**Trecho do documento:**
Por Dr. Mateus Possebon Bortoluzzi, coordenador do curso de Agronomia da Universidade de Passo Fundo (UPF)
Nos últimos anos, o Rio Grande do Sul enfrentou sucessivas quebras de safra devido ao déficit hídrico, causado principalmente pela escassez de chuvas e pela falta de água no solo para suprir a demanda das plantas. Mais recentemente, as enchentes trouxeram danos catastróficos tanto ao meio rural quanto às áreas urbanas.
Embora esses fenômenos extremos não sejam inéditos, observa-se uma intensificação em sua magnitude e frequência, especialmente quando se amplia a análise para outras regiões do Brasil e do mundo.
O solo, um dos principais pilares dos sistemas de produção agrícola, foi gravemente degradado pelas enchentes. Em algumas áreas, houve erosão significativa da camada superficial; em outras, ocorreu a deposição de sedimentos de diferentes origens. Em ambos os casos, a depreciação das características químicas, físicas e biológicas do solo foi expressiva, comprometendo o potencial produtivo, cuja recuperação pode levar anos.
Nesse contexto, foi realizada em Passo Fundo, de 15 a 17 de setembro, a 15ª Reunião Sul Brasileira de Ciência do Solo, com o tema "Sustentabilidade do Sistema Solo-Planta". No evento, promovido pelo Núcleo Regional Sul da Sociedade Brasileira de Ciência do Solo (NRS-SBCS) e organizado em conjunto com a UPF e a Embrapa Trigo, discutiram-se amplamente os sistemas de produção e as práticas agrícolas voltadas à melhoria da qualidade do solo.
A reunião foi de grande importância para o avanço da ciência, para nortear políticas públicas e fomentar o uso de informações técnicas entre profissionais do setor como técnicos, extensionistas e produtores.
Não há soluções mágicas para os desafios que enfrentamos
O “básico bem feito” continua sendo enfatizado, mesmo em um encontro que reúne alguns dos maiores especialistas em Ciência do Solo. Ressalto que fazer "o básico bem feito" é uma tarefa complexa e trabalhosa, que exige profundo conhecimento e adaptação a cada realidade.
Entre os principais aspectos do manejo adequado do solo estão o mínimo revolvimento, a manutenção constante da cobertura vegetal e a rotação de culturas, de forma a intensificar os modelos de produção.

**Trabalho solicitado:**
1. Edite o trecho sobre a degradação do solo: comece nas palavras "O solo, um dos" e pare após "pode levar anos.", substituindo "gravemente" por "severamente".
2. Prossiga com o texto sobre o solo gaúcho após as enchentes a partir da última frase apresentada.

**Dados fornecidos:**
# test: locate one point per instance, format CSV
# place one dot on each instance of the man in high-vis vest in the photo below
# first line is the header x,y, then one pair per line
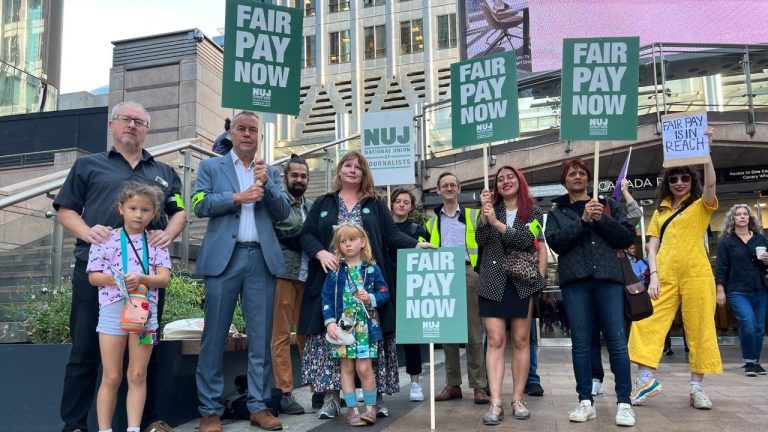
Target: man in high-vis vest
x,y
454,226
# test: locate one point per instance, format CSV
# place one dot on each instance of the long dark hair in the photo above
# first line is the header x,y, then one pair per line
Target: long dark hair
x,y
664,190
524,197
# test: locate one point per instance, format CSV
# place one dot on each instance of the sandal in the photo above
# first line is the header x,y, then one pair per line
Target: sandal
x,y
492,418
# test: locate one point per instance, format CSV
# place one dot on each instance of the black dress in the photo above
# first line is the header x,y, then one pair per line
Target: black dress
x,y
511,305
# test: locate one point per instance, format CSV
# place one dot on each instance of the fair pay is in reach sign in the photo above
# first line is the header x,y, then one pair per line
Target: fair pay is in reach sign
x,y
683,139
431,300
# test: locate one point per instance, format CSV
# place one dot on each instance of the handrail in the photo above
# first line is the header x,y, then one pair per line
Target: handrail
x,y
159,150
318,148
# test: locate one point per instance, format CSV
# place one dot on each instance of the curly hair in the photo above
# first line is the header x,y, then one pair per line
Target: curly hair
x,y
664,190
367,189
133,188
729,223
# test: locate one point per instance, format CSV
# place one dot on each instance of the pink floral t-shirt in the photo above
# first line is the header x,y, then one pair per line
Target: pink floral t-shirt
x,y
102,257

**Resultados do exercício:**
1.
O solo, um dos principais pilares dos sistemas de produção agrícola, foi severamente degradado pelas enchentes. Em algumas áreas, houve erosão significativa da camada superficial; em outras, ocorreu a deposição de sedimentos de diferentes origens. Em ambos os casos, a depreciação das características químicas, físicas e biológicas do solo foi expressiva, comprometendo o potencial produtivo, cuja recuperação pode levar anos.

2.
O diagnóstico preciso e a correção química adequada do solo, o entendimento da biologia e microbiologia do solo — especialmente com o crescente uso de bioinsumos — e a melhoria das propriedades físico-hídricas são essenciais.
Essas práticas favorecem o aprofundamento das raízes, além de aumentar a infiltração e o armazenamento de água no solo. Além disso, sempre que necessário, é essencial adotar outras práticas conservacionistas, como a semeadura em contorno e o terraceamento, e, quando possível, ampliar a captação de água e o uso da irrigação.
Dessa forma será possível mitigar significativamente as perdas causadas por estiagens, bem como pelos excessos de chuva, promovendo o aumento da produtividade agrícola.
As oscilações climáticas naturais, potencialmente intensificadas pelo aquecimento global, tornam ainda mais urgente a adoção dessas práticas. Para a próxima safra de verão, o International Research Institute for Climate and Society (IRI) e o Climate Prediction Center (CPC) indicam uma probabilidade superior a 80% de ocorrência do fenômeno La Niña no trimestre de outubro a dezembro, o que pode resultar em chuvas abaixo da média.
Nesse cenário, a melhoria do Sistema Solo-Planta torna-se fundamental para aumentar a resiliência das atividades agropecuárias frente a condições adversas, contribuindo diretamente para a sustentabilidade de toda a cadeia produtiva.